### Texto dado

□ □ □

El Sr. Picatoste da por válidos sin juicio crítico alguno los testimonios de personas directamente implicadas en los hechos o con intereses en sostener ciertos relatos exculpatorios para alejar las sospechas de un posible crimen, sospechas que surgieron ya en aquella jornada del 31 de diciembre de 1936.
El análisis del relato de Bartolomé Aragón deja claro que hubo golpes, voces y que una zapatilla se quemó. Al extremo –esto lo omite Picatoste– que Aurelia subió de la cocina –sita una planta más abajo del lugar de los hechos, algo que también olvida decir el juez jubilado– y se apostó en una de las dos puertas de la estancia donde se hallaba Unamuno, alarmada por lo que oyó desde la cocina. El relato poético de Aragón –con alusiones a España, etc.– sobre el suceso puede estar perfectamente orientado a enmascarar ruidos, gritos y consecuencias de un crimen, dulcificando lo sucedido como un arrebato de exaltación de Unamuno. Pero recordemos que, en ese incidente, una persona murió.

□ □ □

### Conjunto de datos

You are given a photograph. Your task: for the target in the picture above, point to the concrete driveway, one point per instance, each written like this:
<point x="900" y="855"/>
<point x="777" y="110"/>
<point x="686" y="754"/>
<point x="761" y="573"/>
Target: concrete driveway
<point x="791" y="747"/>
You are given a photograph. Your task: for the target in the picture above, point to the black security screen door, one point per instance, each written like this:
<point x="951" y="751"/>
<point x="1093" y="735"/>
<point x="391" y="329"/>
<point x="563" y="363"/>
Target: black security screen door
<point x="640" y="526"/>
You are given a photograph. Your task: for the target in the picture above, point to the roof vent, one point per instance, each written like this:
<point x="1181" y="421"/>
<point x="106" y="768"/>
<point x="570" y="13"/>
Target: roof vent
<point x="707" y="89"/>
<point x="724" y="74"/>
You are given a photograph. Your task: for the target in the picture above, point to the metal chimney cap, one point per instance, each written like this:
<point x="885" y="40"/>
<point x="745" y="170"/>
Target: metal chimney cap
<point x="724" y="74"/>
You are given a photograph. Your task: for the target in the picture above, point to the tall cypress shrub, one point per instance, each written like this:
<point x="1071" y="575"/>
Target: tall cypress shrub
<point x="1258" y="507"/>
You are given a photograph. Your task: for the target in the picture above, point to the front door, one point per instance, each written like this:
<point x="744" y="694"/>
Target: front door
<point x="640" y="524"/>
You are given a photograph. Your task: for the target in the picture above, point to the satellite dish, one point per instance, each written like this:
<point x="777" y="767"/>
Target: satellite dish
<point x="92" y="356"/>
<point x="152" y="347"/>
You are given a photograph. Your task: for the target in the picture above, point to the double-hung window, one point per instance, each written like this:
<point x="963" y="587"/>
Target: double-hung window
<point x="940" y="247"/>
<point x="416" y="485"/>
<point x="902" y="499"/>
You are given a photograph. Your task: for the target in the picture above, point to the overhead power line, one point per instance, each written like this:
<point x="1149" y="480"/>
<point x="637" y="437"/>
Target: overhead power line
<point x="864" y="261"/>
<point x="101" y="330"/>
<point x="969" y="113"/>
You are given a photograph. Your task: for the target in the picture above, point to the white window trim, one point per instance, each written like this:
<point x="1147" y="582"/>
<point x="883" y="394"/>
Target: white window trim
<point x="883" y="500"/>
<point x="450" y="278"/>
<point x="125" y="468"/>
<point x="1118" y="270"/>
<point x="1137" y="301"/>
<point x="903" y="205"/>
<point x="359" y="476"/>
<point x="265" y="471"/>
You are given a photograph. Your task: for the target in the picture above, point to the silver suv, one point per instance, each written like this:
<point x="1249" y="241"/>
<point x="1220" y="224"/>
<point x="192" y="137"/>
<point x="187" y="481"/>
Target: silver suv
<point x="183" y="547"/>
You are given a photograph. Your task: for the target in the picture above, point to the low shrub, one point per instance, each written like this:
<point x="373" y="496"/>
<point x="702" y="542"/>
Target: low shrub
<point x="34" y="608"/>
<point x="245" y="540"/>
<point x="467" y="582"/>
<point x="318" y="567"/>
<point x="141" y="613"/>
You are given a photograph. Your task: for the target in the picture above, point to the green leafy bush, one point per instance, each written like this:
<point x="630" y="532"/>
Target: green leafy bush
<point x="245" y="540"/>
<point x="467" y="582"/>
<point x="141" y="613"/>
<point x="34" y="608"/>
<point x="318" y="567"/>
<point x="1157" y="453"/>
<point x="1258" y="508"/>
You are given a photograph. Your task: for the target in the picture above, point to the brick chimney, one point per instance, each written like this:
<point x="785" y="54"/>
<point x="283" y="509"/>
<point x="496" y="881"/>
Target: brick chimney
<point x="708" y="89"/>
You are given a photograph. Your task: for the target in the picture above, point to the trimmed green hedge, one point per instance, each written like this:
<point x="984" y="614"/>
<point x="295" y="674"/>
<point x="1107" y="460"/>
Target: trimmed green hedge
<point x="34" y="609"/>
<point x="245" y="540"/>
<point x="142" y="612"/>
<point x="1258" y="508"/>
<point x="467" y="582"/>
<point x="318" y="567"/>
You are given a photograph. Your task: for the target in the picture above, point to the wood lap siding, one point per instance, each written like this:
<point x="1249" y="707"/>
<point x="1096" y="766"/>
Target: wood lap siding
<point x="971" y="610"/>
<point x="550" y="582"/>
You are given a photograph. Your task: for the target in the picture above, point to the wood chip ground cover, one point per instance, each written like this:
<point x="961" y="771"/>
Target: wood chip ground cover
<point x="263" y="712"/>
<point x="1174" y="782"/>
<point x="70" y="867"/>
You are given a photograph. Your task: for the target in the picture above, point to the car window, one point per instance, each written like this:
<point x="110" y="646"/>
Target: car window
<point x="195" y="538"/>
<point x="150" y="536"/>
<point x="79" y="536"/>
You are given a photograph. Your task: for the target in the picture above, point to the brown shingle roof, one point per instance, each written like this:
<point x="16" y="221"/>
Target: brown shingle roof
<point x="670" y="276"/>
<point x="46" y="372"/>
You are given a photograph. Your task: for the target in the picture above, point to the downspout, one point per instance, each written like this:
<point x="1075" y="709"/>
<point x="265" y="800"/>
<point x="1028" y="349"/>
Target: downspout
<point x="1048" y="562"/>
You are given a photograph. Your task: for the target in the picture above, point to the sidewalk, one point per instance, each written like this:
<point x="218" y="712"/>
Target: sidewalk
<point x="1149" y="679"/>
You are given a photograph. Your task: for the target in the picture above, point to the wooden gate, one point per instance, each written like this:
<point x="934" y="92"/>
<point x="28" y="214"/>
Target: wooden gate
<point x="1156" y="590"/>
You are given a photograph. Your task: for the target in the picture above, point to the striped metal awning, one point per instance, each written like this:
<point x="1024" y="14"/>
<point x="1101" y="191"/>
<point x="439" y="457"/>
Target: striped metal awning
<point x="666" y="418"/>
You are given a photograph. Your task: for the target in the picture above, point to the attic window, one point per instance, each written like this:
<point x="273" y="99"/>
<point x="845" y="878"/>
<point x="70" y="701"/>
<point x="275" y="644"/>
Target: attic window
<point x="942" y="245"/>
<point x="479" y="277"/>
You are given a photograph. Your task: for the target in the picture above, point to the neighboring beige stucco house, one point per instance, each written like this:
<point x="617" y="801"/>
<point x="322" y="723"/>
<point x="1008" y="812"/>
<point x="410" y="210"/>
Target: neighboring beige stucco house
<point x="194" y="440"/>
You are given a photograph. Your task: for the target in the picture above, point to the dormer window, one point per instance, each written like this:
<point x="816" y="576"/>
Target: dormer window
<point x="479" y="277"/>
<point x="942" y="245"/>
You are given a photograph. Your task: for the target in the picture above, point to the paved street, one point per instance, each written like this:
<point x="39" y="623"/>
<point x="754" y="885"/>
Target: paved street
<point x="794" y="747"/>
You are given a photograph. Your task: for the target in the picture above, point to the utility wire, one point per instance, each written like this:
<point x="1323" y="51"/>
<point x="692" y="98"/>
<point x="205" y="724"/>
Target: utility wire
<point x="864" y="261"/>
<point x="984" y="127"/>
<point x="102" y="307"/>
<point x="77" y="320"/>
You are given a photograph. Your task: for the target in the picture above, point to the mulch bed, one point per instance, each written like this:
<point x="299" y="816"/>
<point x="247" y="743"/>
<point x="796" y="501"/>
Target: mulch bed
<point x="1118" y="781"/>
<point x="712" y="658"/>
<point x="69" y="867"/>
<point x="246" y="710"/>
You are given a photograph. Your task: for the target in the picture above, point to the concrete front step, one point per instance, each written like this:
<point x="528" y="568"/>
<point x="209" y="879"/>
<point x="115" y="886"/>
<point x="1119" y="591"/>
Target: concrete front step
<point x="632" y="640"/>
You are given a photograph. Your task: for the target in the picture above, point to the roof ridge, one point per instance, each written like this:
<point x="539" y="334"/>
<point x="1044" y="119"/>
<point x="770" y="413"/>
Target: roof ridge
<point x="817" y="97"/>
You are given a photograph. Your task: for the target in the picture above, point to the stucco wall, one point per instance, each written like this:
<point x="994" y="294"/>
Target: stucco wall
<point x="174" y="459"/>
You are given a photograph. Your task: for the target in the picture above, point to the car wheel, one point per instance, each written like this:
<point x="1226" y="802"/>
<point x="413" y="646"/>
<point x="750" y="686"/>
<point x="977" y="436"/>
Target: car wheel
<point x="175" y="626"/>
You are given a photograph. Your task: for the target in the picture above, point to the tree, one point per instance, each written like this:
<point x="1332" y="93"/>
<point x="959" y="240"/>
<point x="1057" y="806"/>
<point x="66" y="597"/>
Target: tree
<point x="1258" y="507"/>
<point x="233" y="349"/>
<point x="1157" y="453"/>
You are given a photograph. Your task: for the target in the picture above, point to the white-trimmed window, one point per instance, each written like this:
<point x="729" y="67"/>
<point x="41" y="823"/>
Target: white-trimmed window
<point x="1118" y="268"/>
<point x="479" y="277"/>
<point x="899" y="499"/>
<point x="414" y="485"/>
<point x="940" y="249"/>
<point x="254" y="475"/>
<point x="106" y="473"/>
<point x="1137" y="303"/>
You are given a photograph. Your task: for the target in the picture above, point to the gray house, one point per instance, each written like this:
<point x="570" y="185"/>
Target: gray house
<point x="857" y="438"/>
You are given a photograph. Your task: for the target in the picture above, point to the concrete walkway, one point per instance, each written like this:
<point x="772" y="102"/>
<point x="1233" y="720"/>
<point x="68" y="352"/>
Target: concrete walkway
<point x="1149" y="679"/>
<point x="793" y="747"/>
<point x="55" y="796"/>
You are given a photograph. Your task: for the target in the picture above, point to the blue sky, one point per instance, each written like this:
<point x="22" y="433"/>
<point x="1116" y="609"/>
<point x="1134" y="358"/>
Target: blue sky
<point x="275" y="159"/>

□ □ □

### Tus tareas
**a)** Indica si cada afirmación concuerda con el texto dado: (i) la cocina estaba una planta más abajo del lugar de los hechos; (ii) las sospechas de un posible crimen surgieron en enero de 1937; (iii) en el suceso se quemó una zapatilla. Responde sí o no y cita literalmente las palabras del texto que lo deciden.
**b)** Reproduce del texto dado el fragmento que va desde "El análisis del" hasta "una persona murió.", ambos incluidos.

### Respuestas por punto
**a)**
(i) Sí: "sita una planta más abajo del lugar de los hechos".
(ii) No: "sospechas que surgieron ya en aquella jornada del 31 de diciembre de 1936".
(iii) Sí: "una zapatilla se quemó".

**b)**
El análisis del relato de Bartolomé Aragón deja claro que hubo golpes, voces y que una zapatilla se quemó. Al extremo –esto lo omite Picatoste– que Aurelia subió de la cocina –sita una planta más abajo del lugar de los hechos, algo que también olvida decir el juez jubilado– y se apostó en una de las dos puertas de la estancia donde se hallaba Unamuno, alarmada por lo que oyó desde la cocina. El relato poético de Aragón –con alusiones a España, etc.– sobre el suceso puede estar perfectamente orientado a enmascarar ruidos, gritos y consecuencias de un crimen, dulcificando lo sucedido como un arrebato de exaltación de Unamuno. Pero recordemos que, en ese incidente, una persona murió.